> **Task instructions**
Reproduce each of the following lines without any change.

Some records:
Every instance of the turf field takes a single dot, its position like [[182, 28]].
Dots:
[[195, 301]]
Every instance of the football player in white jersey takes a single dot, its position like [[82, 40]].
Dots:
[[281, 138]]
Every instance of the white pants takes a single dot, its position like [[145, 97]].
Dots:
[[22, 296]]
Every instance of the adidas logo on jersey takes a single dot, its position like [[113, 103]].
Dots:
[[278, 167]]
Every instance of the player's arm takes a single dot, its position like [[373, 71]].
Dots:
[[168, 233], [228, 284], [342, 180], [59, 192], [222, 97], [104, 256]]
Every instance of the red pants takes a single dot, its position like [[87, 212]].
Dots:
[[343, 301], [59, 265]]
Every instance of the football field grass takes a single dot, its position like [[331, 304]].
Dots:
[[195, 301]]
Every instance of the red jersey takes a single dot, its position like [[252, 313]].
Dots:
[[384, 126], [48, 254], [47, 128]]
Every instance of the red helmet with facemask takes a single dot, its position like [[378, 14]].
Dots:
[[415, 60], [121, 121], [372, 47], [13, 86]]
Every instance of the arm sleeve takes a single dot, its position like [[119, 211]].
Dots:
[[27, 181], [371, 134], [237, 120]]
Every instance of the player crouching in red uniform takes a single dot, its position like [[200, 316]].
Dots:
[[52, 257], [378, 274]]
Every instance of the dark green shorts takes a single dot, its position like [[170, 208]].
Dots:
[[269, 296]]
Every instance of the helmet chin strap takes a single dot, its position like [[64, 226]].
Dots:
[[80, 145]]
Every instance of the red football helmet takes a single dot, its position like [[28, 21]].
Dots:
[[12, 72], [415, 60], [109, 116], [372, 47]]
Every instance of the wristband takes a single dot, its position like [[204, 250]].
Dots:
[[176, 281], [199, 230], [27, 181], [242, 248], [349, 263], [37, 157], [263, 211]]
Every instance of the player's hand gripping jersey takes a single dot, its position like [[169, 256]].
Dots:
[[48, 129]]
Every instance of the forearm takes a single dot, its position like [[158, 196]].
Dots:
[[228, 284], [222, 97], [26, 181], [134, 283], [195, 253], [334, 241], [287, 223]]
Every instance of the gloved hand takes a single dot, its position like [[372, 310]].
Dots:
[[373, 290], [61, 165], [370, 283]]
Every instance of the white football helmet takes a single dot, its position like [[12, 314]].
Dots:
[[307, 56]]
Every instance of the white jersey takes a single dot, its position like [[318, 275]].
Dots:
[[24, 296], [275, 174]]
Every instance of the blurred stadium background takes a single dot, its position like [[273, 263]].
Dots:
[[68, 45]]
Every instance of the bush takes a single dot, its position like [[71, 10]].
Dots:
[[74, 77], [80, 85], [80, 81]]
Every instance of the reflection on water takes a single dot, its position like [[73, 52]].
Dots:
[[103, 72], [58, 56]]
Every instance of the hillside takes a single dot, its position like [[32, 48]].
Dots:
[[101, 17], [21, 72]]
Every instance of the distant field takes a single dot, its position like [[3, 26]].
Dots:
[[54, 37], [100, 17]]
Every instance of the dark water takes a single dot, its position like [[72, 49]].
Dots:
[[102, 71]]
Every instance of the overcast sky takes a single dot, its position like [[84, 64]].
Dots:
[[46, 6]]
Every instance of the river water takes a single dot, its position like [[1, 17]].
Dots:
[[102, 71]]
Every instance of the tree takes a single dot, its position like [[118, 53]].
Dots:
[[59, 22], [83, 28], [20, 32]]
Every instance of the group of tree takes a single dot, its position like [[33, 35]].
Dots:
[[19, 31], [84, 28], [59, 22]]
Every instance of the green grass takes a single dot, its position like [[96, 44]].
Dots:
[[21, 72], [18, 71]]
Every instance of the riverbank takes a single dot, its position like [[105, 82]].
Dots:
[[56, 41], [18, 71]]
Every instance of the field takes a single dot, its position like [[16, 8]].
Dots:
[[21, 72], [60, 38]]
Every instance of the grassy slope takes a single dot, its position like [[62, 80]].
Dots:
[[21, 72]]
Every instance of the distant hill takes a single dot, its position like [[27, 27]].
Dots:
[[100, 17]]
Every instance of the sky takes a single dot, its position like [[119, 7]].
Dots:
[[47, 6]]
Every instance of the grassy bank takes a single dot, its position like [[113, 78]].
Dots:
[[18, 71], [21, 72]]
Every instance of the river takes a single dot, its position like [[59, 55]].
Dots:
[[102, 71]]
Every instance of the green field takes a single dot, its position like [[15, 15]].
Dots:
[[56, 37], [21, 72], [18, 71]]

> **Result of the task**
Every instance of the turf field takes a single dot, its position like [[182, 28]].
Dots:
[[195, 301]]
Every instance of the football player in white jersey takes a single dot, its position like [[82, 40]].
Dots:
[[281, 138]]
Every instance of the white pants takes a single dot, its position like [[145, 97]].
Dots:
[[22, 296]]
Every instance of the adidas logo on jersey takes a single dot, its position like [[113, 103]].
Dots:
[[278, 167]]
Every instance of the player's arm takes a single dot, its position like [[373, 71]].
Dots:
[[168, 233], [228, 284], [342, 180], [59, 192], [222, 97], [104, 256]]
Every instance of the red pants takes a single dot, its position like [[87, 212]].
Dots:
[[343, 301], [59, 265]]
Every instance of the football field grass takes a single dot, its position like [[331, 304]].
Dots:
[[195, 301]]
Every instance of the red jersey takes a single dot, its position like [[252, 313]].
Dots:
[[384, 126], [48, 254], [47, 128]]
Every instance of the red helmet with facemask takes a single dot, its position like [[378, 14]].
Dots:
[[415, 60], [121, 121], [372, 47], [13, 86]]
Every instance of the arm sleeve takes a single dot, its position like [[119, 211]].
Dots:
[[27, 181], [371, 134], [237, 120]]
Every instance of the player crouching in red uniform takes a single dot, its position like [[200, 316]].
Dots:
[[52, 257], [378, 274]]
Every instance of the dark green shorts takes a single dot, its position like [[170, 208]].
Dots:
[[269, 296]]
Every instance of the helmet chin strap takes a single dot, its position like [[64, 226]].
Dots:
[[80, 145]]
Every instance of the red football helmet takes a single dot, its position like [[28, 21]].
Dots:
[[12, 72], [415, 60], [109, 116], [372, 47]]
Every instance of the wristband takes a single dot, its position like [[204, 250]].
Dots:
[[176, 281], [199, 230], [27, 181], [242, 248], [349, 263], [37, 157], [263, 211]]
Every instance of the player's hand gripping jersey takes a single dot, its position like [[169, 256]].
Dots:
[[48, 129]]
Every instance of the forearm takes a single dot, its position like [[158, 196]].
Dots:
[[228, 284], [222, 97], [26, 181], [134, 283], [195, 253], [334, 241], [287, 223]]
Every instance of the gloved hand takes a single dot, its position like [[372, 310]].
Dots:
[[373, 290], [61, 165], [370, 283]]
Every instance of the white football helmet takes a single dot, its position like [[12, 314]].
Dots:
[[307, 56]]
Every instance of the white jersey takes a single dot, its position like [[318, 275]].
Dots:
[[24, 296], [275, 174]]
Every instance of the blurred stadium background takes a single dot, its position like [[273, 263]].
Dots:
[[68, 45]]
Every instance of the bush takes a single dot, its position like [[71, 10]].
Dots:
[[74, 77], [80, 85], [80, 81]]
Every instance of the reflection on water takes a single dot, its position like [[73, 52]].
Dots:
[[103, 72], [58, 56]]
Every instance of the hillside takes a single dot, its position like [[32, 48]].
Dots:
[[101, 17], [21, 72]]
Every instance of the distant field takes a single dot, its position like [[3, 26]].
Dots:
[[54, 37], [100, 17]]
Every instance of the dark water takes a single dot, its position like [[72, 49]].
Dots:
[[102, 71]]
Every instance of the overcast sky takes a single dot, its position like [[84, 64]].
Dots:
[[46, 6]]
Every instance of the river water takes a single dot, its position like [[1, 17]].
Dots:
[[102, 71]]
Every instance of the tree takes a single dot, its position like [[118, 53]].
Dots:
[[59, 22], [83, 28], [20, 32]]
Every instance of the group of tree takes a single dot, its position like [[33, 35]].
Dots:
[[19, 31], [84, 28], [59, 22]]
Every instance of the green grass takes a single dot, its position like [[96, 44]].
Dots:
[[21, 72], [18, 71]]
Every instance of the riverbank takes a single dot, its position like [[105, 82]].
Dots:
[[56, 41], [18, 71]]
Every instance of the field takes a single dot, its position like [[16, 8]].
Dots:
[[21, 72], [60, 38]]
Every instance of the grassy slope takes a single dot, its position like [[62, 80]].
Dots:
[[21, 72]]
Every instance of the distant hill takes a single dot, its position like [[27, 27]].
Dots:
[[100, 17]]
Every instance of the sky takes a single dot, its position like [[119, 7]].
Dots:
[[47, 6]]
Every instance of the grassy bank takes a single dot, its position like [[113, 78]].
Dots:
[[18, 71], [21, 72]]
Every instance of the river takes a single dot, its position like [[59, 55]].
Dots:
[[102, 71]]
Every instance of the green field takes a single dot, its position like [[15, 15]].
Dots:
[[56, 37], [21, 72], [18, 71]]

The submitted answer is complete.